• Exercise:
Copy out all lines bearing the word "seagull" from the listing below.

• Material for this exercise:
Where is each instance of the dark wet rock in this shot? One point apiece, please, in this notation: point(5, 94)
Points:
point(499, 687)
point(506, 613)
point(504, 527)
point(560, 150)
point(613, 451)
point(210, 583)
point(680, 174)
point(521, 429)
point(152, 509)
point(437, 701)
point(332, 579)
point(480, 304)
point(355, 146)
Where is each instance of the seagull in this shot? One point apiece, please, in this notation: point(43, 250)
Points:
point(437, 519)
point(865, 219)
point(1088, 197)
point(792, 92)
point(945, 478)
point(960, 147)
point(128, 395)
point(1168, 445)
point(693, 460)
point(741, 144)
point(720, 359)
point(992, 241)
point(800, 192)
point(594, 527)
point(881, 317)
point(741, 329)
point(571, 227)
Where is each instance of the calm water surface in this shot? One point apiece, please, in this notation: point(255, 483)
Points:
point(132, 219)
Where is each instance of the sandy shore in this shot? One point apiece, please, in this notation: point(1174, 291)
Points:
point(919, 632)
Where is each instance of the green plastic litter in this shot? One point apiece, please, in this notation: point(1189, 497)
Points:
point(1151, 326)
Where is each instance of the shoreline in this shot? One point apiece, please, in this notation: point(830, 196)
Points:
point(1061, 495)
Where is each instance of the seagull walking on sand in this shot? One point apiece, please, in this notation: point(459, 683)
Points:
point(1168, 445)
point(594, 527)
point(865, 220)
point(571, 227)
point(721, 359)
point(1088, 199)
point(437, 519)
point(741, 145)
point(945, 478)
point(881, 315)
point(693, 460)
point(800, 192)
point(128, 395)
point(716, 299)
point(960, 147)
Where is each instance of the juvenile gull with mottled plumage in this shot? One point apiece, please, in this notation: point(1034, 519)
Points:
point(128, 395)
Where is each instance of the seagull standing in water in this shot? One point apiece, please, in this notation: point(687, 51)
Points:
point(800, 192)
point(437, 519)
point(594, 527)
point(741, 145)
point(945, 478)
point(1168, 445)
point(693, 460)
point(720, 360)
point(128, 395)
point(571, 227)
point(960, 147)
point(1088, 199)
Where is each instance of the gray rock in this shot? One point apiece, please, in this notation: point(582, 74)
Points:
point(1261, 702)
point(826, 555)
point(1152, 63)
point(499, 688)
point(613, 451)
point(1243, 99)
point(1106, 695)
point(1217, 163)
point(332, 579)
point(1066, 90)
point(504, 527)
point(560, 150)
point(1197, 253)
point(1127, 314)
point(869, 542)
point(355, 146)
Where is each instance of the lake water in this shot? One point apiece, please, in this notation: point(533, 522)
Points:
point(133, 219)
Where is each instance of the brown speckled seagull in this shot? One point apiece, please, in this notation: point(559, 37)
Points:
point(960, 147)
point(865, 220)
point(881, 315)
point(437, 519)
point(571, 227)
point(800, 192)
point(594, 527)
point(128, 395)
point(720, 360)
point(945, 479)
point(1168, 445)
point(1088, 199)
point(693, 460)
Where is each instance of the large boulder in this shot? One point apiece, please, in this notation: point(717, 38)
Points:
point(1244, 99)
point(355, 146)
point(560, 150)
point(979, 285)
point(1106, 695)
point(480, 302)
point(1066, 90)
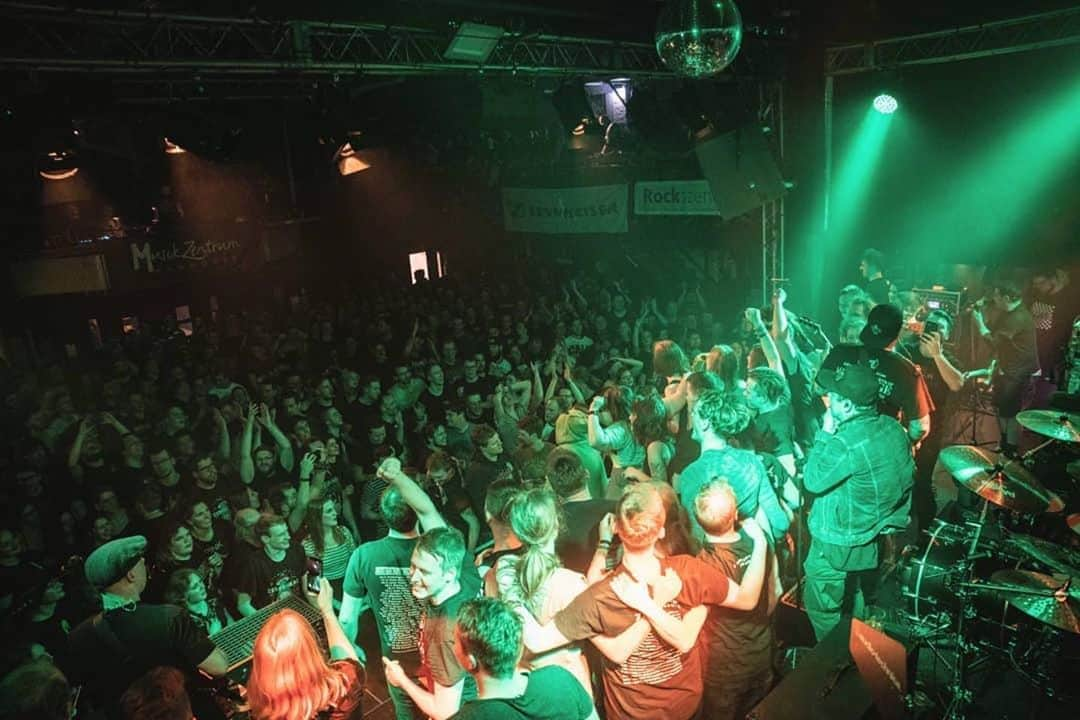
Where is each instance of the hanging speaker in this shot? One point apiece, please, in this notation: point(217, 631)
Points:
point(741, 170)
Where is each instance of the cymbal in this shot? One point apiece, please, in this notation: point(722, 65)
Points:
point(1058, 425)
point(1056, 557)
point(1044, 598)
point(1004, 483)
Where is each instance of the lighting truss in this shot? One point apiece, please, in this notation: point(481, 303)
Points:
point(51, 39)
point(1004, 37)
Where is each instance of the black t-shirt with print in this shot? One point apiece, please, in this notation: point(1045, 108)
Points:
point(268, 581)
point(108, 656)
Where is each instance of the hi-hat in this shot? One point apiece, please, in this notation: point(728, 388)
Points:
point(1048, 599)
point(1004, 483)
point(1051, 555)
point(1051, 423)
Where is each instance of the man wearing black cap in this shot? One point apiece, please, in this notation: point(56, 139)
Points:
point(860, 473)
point(129, 638)
point(902, 390)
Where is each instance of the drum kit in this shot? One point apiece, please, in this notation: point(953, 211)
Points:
point(993, 594)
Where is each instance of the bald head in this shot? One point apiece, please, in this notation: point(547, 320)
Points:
point(244, 521)
point(715, 507)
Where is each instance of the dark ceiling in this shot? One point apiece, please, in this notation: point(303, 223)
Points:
point(834, 21)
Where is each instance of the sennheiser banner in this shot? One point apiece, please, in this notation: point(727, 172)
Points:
point(674, 198)
point(602, 208)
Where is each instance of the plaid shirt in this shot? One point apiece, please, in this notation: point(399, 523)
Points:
point(862, 477)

• Solution below:
Where is each instance of the seagull in this shot? One point apiece, please, in this notation: point(43, 250)
Where is each instance of the seagull walking on sand in this shot? One point apiece, please, in this notation: point(459, 683)
Where is each instance of the seagull standing in water in this shot? One point apiece, please, in this notation: point(687, 51)
Where is each instance of the brown speckled seagull in this shot? One point apiece, please, in this notation: point(559, 37)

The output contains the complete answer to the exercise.